Aufgaben ->
[1] Kopieren Sie aus dem Seitentext wortgetreu die Passage, die mit "Phlebographische Untersuchungen ergeben" beginnt und bis einschließlich "umgebenden Venen kommt." reicht.
[2] Mit welcher Therapie lassen sich laut Seitentext sowohl der Clusterkopfschmerz als auch das Tolosa-Hunt-Syndrom sehr effektiv behandeln?
[3] Nennen Sie alle Arterien, in deren Bereich laut Seitentext während der Attacken Gefäßdilatationen beobachtet werden können.

Die parasympathische Versorgung verläuft über den N. petrosus profundus und den Rami orbitalis aus dem Ganglion sphenopalatinum sowie weiteren Mikroganglien. Die parasympathischen Fasern passieren die Fissura supraorbitalis im Bereich des Sinus cavernosus. Die sensorischen Fasern zur Innervation der Orbita werden vom N. opthalmicus gestellt und verlaufen teilweise ebenfalls durch den Bereich des Sinus cavernosus. Ein Teil der Fasern versorgt die A. basilaris und verläuft dazu streckenweise mit dem N. abducens. Auch der N. petrosus superficialis major versorgt die A. carotis interna mit sensorischen Fasern. Die sensorische Versorgung des Sinus cavernosus erfolgt über Fasern des N. trigeminus und des N. facialis. Die duralen Venen und die duralen Sini werden durch nozizeptive Fasern aus dem N. tentorius innerviert. Die sensorischen, die sympathischen und parasympathischen Fasern bilden einen Plexus im Bereich des Sinus cavernosus. Im Verlauf der A. carotis interna im Canalis carotis befinden sich zusätzliche Mechanorezeptoren.

Die Entstehung des Clusterkopfschmerzes ist aufgrund der anatomischen Strukturen und der o.g. Befunde im Bereich des Sinus cavernosus zu lokalisieren. Bei Durchführung einer CarotisAngiographie zeigen sich im entsprechenden Bereich eine Dilatation des Sinus cavernosus oder auch eine Passagebehinderung in der orbitalen Phlebographie während der Clusterperiode. Die entsprechenden Veränderungen, insbesondere die Dilatation des Sinus cavernosus, zeigten sich ipsilateral zur Seite des auftretenden Clusterkopfschmerzes. Zusätzlich können Gefäßdilatationen während der Attacken im Bereich der A. opthalmica, der A. cerebri anterior und der A. cerebri media beobachtet werden.

Auch zwischen den Clusterkopfschmerzattacken wurden Gefäßdilatationen im Bereich der A. opthalmica und der A. cerebri anterior berichtet. Aufgrund dieser Tatsache bleibt es offen, ob die Gefäßdilatationen direkt im Zusammenhang mit der Schmerzentstehung zu sehen sind. Unabhängig von der Kausalität ergibt sich jedoch aus der Ipsilateralität ein Hinweis für einen Zusammenhang zwischen Phasen der Dilatation und dem Kopfschmerzgeschehen.

Phlebographische Untersuchungen ergeben Hinweise auf eine Phlebitis im Bereich der V. opthalmica superior und im Bereich des Sinus cavernosus während einer Clusterkopfschmerzperiode. Interessanterweise ergeben sich ähnliche Befunde auch beim Tolosa-Hunt-Syndrom, bei dem eine granulomatöse Entzündung in den entsprechenden Strukturen angenommen wird. Beide Erkrankungen können auch durch eine antiphlogistische Therapie mit Kortikosteroiden sehr effektiv behandelt werden. Völlig offen ist, wieso es während einer Clusterkopfschmerzperiode zu der Entzündung des Sinus cavernosus und der umgebenden Venen kommt.

Vorliegende Zeilen ->
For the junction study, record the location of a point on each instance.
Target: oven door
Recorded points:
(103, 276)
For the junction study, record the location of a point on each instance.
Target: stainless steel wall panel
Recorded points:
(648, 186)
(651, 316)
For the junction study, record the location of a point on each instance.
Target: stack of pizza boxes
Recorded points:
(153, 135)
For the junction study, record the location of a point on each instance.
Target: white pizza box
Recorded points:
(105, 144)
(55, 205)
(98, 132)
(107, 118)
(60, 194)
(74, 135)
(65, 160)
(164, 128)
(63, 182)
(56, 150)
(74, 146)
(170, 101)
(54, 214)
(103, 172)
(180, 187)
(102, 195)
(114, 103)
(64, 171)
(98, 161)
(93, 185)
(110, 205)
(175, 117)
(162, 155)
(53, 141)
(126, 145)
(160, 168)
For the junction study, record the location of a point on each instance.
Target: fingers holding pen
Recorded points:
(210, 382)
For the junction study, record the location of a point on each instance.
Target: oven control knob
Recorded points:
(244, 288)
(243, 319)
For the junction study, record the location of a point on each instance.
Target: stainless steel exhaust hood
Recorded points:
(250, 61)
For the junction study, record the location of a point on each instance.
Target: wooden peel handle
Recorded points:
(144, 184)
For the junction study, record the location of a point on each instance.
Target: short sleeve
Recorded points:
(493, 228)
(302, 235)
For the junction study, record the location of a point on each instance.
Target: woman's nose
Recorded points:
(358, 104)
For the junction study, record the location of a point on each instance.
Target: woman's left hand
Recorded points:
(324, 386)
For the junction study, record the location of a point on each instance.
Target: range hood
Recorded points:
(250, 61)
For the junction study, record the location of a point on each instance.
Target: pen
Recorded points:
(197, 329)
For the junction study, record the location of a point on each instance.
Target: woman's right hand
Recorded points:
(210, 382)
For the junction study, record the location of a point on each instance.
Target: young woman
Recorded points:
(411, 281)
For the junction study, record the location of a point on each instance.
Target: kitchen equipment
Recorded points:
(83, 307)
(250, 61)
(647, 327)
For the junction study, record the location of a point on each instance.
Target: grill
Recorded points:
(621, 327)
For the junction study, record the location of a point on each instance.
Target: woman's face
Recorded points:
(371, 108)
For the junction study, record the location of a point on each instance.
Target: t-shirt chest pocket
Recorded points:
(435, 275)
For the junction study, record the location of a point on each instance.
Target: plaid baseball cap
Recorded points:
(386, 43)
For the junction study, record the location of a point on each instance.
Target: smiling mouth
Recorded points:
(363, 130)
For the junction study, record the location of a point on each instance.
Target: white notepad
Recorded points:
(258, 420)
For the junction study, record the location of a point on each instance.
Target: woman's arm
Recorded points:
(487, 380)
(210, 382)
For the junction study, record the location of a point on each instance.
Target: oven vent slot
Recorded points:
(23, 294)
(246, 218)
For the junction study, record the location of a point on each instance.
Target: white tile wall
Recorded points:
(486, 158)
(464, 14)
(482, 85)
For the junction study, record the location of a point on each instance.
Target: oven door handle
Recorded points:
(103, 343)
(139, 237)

Antworten ->
[1]
Phlebographische Untersuchungen ergeben Hinweise auf eine Phlebitis im Bereich der V. opthalmica superior und im Bereich des Sinus cavernosus während einer Clusterkopfschmerzperiode. Interessanterweise ergeben sich ähnliche Befunde auch beim Tolosa-Hunt-Syndrom, bei dem eine granulomatöse Entzündung in den entsprechenden Strukturen angenommen wird. Beide Erkrankungen können auch durch eine antiphlogistische Therapie mit Kortikosteroiden sehr effektiv behandelt werden. Völlig offen ist, wieso es während einer Clusterkopfschmerzperiode zu der Entzündung des Sinus cavernosus und der umgebenden Venen kommt.

[2] Mit einer antiphlogistischen Therapie mit Kortikosteroiden.

[3]
A. opthalmica
A. cerebri anterior
A. cerebri media